*DESCRIPTION OF THE TASK*. Reproduce, without any changes, the lines of the listing below from the line containing "white shower curtain." through the end of the listing, including both of those lines.

[A data block]
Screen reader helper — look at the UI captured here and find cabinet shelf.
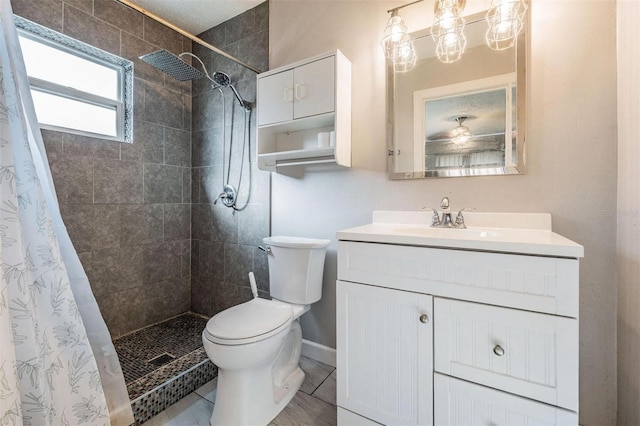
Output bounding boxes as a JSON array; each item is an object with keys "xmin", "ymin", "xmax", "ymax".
[{"xmin": 258, "ymin": 147, "xmax": 336, "ymax": 170}]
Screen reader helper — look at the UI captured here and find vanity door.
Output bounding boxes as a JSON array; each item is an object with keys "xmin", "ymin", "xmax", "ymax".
[{"xmin": 336, "ymin": 281, "xmax": 433, "ymax": 425}]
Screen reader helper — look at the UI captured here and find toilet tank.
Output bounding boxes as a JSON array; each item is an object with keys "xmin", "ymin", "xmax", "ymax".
[{"xmin": 262, "ymin": 237, "xmax": 331, "ymax": 305}]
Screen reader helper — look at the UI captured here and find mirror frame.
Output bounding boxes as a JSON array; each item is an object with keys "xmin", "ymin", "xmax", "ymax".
[{"xmin": 386, "ymin": 9, "xmax": 531, "ymax": 180}]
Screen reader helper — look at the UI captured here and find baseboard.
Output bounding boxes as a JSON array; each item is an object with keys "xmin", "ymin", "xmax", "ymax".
[{"xmin": 301, "ymin": 339, "xmax": 336, "ymax": 368}]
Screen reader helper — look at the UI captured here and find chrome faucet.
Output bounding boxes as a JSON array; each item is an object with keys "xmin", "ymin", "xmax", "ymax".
[{"xmin": 423, "ymin": 197, "xmax": 475, "ymax": 229}]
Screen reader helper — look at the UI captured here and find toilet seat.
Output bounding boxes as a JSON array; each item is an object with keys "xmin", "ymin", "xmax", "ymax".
[{"xmin": 203, "ymin": 298, "xmax": 293, "ymax": 345}]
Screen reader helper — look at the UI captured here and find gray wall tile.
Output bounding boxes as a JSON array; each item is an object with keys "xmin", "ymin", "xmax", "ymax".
[
  {"xmin": 64, "ymin": 0, "xmax": 94, "ymax": 15},
  {"xmin": 60, "ymin": 204, "xmax": 93, "ymax": 252},
  {"xmin": 144, "ymin": 163, "xmax": 182, "ymax": 203},
  {"xmin": 119, "ymin": 204, "xmax": 164, "ymax": 246},
  {"xmin": 191, "ymin": 276, "xmax": 217, "ymax": 316},
  {"xmin": 11, "ymin": 0, "xmax": 63, "ymax": 32},
  {"xmin": 63, "ymin": 133, "xmax": 122, "ymax": 160},
  {"xmin": 93, "ymin": 159, "xmax": 142, "ymax": 203},
  {"xmin": 161, "ymin": 277, "xmax": 191, "ymax": 318},
  {"xmin": 91, "ymin": 204, "xmax": 120, "ymax": 250},
  {"xmin": 191, "ymin": 2, "xmax": 271, "ymax": 315},
  {"xmin": 144, "ymin": 16, "xmax": 182, "ymax": 55},
  {"xmin": 120, "ymin": 32, "xmax": 164, "ymax": 81},
  {"xmin": 26, "ymin": 0, "xmax": 198, "ymax": 336},
  {"xmin": 93, "ymin": 0, "xmax": 143, "ymax": 38},
  {"xmin": 93, "ymin": 246, "xmax": 144, "ymax": 293},
  {"xmin": 144, "ymin": 241, "xmax": 183, "ymax": 283},
  {"xmin": 225, "ymin": 9, "xmax": 256, "ymax": 46},
  {"xmin": 143, "ymin": 82, "xmax": 184, "ymax": 129},
  {"xmin": 182, "ymin": 167, "xmax": 193, "ymax": 204},
  {"xmin": 49, "ymin": 155, "xmax": 93, "ymax": 203},
  {"xmin": 164, "ymin": 204, "xmax": 191, "ymax": 241},
  {"xmin": 165, "ymin": 128, "xmax": 191, "ymax": 167},
  {"xmin": 238, "ymin": 204, "xmax": 270, "ymax": 246},
  {"xmin": 64, "ymin": 4, "xmax": 120, "ymax": 55},
  {"xmin": 224, "ymin": 244, "xmax": 253, "ymax": 285},
  {"xmin": 253, "ymin": 1, "xmax": 269, "ymax": 31},
  {"xmin": 41, "ymin": 129, "xmax": 64, "ymax": 159},
  {"xmin": 194, "ymin": 241, "xmax": 225, "ymax": 280},
  {"xmin": 191, "ymin": 204, "xmax": 214, "ymax": 241}
]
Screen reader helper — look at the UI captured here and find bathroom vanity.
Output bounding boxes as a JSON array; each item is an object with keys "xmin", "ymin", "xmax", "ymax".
[{"xmin": 336, "ymin": 211, "xmax": 583, "ymax": 425}]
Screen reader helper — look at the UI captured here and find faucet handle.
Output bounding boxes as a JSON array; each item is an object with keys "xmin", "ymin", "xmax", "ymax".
[
  {"xmin": 455, "ymin": 207, "xmax": 476, "ymax": 229},
  {"xmin": 440, "ymin": 197, "xmax": 449, "ymax": 213},
  {"xmin": 422, "ymin": 207, "xmax": 440, "ymax": 226}
]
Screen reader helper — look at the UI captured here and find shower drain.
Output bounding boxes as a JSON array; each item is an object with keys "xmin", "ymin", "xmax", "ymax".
[{"xmin": 147, "ymin": 352, "xmax": 176, "ymax": 367}]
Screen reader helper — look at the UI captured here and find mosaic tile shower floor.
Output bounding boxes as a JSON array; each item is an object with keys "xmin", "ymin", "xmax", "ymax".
[{"xmin": 114, "ymin": 313, "xmax": 217, "ymax": 424}]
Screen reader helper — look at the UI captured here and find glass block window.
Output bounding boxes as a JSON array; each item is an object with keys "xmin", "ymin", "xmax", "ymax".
[{"xmin": 15, "ymin": 16, "xmax": 133, "ymax": 142}]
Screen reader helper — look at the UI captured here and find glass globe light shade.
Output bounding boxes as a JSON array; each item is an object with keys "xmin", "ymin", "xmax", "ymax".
[
  {"xmin": 431, "ymin": 0, "xmax": 467, "ymax": 63},
  {"xmin": 485, "ymin": 0, "xmax": 527, "ymax": 50}
]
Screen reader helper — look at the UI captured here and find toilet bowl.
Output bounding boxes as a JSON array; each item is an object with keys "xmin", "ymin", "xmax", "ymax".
[{"xmin": 202, "ymin": 237, "xmax": 330, "ymax": 426}]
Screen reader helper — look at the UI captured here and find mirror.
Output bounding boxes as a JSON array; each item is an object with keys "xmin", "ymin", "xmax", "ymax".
[{"xmin": 387, "ymin": 12, "xmax": 529, "ymax": 179}]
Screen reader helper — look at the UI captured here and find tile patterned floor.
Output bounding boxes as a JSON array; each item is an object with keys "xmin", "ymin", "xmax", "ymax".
[
  {"xmin": 114, "ymin": 313, "xmax": 217, "ymax": 425},
  {"xmin": 144, "ymin": 357, "xmax": 337, "ymax": 426}
]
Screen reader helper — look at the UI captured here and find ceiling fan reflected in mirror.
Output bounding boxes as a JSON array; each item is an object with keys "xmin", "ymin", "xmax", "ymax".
[{"xmin": 450, "ymin": 115, "xmax": 471, "ymax": 145}]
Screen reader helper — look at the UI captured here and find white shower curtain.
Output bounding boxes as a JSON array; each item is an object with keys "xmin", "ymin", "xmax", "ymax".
[{"xmin": 0, "ymin": 0, "xmax": 133, "ymax": 426}]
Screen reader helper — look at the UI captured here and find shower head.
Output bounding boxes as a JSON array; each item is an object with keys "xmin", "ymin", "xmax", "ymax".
[
  {"xmin": 140, "ymin": 49, "xmax": 208, "ymax": 81},
  {"xmin": 213, "ymin": 71, "xmax": 231, "ymax": 86},
  {"xmin": 211, "ymin": 71, "xmax": 251, "ymax": 110}
]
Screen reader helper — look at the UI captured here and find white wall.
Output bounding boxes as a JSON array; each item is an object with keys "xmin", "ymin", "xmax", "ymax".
[
  {"xmin": 270, "ymin": 0, "xmax": 616, "ymax": 425},
  {"xmin": 617, "ymin": 0, "xmax": 640, "ymax": 425}
]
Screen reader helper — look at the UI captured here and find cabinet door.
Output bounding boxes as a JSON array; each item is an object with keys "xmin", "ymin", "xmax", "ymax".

*CORRECT ANSWER*.
Screen reader helper — look at the UI captured here and find white shower curtain.
Output bounding boxes as a JSON array; each item is an object with keys "xmin", "ymin", "xmax", "ymax".
[{"xmin": 0, "ymin": 0, "xmax": 133, "ymax": 426}]
Screen reader helper — look at the UI captured here and find shower head.
Output bounding boxes as a JSON array; each item is an object with keys "xmin", "ymin", "xmax", "ymax".
[
  {"xmin": 140, "ymin": 49, "xmax": 208, "ymax": 81},
  {"xmin": 213, "ymin": 71, "xmax": 231, "ymax": 86},
  {"xmin": 211, "ymin": 71, "xmax": 251, "ymax": 110}
]
Screen reader helper — look at the UI captured here and find white wall.
Output bounding boxes as a JSON array; each item is an object with keys "xmin", "ymin", "xmax", "ymax".
[
  {"xmin": 270, "ymin": 0, "xmax": 616, "ymax": 425},
  {"xmin": 617, "ymin": 0, "xmax": 640, "ymax": 425}
]
Screen reader helper — look at the UI captured here and find cabinet door.
Output bounding boxes as a JSON array; each item is an object with keys "xmin", "ymin", "xmax", "ymax".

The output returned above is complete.